Pull out every line of the entries below that contains the word "rear", and copy each one unchanged.

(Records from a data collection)
┄┄┄┄┄┄

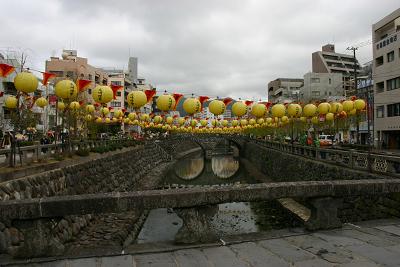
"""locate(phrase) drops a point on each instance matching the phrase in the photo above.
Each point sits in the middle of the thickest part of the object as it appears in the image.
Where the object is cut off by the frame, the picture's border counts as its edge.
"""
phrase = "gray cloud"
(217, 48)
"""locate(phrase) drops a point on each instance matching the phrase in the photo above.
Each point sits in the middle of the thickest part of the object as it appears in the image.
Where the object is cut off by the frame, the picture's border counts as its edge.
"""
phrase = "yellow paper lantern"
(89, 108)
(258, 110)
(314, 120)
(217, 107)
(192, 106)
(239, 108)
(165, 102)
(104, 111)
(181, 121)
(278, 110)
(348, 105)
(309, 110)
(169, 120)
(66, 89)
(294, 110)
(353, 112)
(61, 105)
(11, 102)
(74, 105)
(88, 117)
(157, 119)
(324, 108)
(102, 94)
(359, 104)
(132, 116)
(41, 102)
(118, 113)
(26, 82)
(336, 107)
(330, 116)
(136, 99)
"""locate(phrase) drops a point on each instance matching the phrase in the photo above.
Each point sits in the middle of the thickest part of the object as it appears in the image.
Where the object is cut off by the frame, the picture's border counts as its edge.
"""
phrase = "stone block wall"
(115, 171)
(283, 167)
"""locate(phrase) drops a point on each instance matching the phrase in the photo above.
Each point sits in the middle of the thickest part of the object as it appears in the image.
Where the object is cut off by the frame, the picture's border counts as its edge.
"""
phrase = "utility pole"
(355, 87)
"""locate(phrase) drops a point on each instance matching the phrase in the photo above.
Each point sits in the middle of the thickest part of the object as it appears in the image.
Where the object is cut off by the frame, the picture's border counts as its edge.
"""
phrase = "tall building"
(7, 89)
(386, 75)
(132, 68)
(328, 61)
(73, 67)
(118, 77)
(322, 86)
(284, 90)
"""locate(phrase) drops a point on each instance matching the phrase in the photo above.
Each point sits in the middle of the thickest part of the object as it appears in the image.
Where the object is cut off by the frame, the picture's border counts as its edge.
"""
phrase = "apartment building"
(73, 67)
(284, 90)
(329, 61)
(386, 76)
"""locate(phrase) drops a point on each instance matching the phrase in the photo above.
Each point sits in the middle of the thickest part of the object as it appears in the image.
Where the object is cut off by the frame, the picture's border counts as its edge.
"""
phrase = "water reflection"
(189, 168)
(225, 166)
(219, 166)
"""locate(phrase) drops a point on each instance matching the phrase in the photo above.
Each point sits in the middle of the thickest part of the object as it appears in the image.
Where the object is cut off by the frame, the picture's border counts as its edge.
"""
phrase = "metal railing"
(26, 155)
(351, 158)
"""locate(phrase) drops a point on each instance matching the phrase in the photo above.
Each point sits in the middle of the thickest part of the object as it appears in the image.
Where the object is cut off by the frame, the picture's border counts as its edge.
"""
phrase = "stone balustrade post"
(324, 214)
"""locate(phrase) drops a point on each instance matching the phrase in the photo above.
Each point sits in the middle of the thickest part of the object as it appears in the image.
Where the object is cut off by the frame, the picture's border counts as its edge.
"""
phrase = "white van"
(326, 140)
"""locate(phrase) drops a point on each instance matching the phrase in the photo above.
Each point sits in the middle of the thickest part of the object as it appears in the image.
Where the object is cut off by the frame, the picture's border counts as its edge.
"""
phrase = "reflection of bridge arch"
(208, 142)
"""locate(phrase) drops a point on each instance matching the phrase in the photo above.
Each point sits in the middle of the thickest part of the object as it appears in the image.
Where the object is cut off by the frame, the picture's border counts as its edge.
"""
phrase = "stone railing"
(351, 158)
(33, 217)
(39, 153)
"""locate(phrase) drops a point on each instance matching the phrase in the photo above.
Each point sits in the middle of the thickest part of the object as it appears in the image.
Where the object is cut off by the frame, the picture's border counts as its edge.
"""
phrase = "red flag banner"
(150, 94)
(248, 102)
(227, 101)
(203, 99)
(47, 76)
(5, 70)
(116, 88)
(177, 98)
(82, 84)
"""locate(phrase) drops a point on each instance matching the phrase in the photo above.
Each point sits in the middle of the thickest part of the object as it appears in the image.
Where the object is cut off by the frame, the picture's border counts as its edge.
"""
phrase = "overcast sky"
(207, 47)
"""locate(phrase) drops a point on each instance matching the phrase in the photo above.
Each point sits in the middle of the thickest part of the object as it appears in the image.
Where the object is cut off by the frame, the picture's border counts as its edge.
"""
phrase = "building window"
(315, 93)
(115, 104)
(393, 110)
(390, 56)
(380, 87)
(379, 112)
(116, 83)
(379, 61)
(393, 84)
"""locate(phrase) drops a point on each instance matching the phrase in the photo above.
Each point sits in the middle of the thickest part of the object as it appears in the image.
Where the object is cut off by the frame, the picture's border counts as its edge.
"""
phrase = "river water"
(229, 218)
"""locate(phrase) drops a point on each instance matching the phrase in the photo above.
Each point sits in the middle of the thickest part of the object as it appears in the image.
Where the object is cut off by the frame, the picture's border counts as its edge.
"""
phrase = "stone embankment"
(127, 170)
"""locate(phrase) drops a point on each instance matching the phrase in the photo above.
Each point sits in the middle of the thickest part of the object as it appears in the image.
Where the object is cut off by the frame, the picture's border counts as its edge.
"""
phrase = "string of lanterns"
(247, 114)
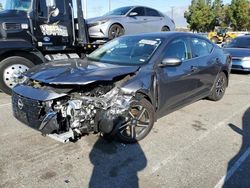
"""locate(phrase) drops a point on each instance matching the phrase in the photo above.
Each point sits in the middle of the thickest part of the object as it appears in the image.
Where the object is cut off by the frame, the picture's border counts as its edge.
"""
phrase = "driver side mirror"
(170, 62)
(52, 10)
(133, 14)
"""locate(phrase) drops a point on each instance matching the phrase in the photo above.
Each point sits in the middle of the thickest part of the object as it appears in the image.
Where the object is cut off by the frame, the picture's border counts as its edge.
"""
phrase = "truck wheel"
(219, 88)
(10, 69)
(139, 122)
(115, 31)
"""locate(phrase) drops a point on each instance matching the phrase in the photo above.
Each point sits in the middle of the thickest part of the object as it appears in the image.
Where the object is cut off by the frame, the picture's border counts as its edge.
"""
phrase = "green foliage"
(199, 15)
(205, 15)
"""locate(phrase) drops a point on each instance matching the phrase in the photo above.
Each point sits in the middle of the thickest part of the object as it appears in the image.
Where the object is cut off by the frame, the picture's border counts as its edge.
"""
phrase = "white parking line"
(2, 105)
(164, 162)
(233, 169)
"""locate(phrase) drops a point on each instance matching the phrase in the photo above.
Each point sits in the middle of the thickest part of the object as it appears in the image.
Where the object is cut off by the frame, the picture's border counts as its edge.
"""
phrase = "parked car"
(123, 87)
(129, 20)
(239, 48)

┄┄┄┄┄┄

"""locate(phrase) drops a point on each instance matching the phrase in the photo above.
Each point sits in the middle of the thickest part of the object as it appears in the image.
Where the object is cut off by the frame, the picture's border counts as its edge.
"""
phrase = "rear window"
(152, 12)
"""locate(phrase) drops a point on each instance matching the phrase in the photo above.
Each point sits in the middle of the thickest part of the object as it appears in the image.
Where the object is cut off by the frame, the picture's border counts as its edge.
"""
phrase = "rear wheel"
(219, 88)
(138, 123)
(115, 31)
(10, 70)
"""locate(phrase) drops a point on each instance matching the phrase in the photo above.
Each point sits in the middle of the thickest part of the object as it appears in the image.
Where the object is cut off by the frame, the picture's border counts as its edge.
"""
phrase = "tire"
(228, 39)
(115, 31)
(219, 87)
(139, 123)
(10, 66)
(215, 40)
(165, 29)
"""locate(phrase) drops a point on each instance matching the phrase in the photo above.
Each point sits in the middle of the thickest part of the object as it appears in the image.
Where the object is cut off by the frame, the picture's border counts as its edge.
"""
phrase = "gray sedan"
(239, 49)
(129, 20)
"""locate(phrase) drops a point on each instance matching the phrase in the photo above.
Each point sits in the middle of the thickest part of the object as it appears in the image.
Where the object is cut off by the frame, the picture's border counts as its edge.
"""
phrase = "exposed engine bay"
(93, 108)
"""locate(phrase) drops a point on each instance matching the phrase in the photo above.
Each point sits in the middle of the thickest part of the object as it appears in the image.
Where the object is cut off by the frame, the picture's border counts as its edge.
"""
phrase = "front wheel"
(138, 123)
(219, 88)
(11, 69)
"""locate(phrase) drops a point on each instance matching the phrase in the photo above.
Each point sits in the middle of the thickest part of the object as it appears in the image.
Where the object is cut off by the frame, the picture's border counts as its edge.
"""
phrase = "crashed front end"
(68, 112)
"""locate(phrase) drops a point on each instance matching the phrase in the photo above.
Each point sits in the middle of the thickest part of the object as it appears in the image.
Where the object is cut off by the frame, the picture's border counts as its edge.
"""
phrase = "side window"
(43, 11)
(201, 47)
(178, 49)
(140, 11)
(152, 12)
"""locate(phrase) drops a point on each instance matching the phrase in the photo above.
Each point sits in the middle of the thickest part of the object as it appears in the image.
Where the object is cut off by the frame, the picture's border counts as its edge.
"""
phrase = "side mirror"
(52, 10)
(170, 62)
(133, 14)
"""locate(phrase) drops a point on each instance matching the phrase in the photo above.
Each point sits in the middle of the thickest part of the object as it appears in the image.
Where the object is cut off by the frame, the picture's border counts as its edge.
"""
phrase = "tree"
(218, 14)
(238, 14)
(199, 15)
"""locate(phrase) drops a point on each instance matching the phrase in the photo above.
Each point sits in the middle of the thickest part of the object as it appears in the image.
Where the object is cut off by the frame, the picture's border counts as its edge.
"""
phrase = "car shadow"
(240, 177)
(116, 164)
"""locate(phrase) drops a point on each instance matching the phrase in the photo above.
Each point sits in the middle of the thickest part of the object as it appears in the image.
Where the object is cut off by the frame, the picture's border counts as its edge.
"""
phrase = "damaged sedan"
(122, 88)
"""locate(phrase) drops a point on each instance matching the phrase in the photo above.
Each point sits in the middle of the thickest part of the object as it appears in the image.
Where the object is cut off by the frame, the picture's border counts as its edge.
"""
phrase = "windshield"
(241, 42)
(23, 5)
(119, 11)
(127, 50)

┄┄┄┄┄┄

Exercise result —
phrase = "rear window"
phrase = "rear wheel"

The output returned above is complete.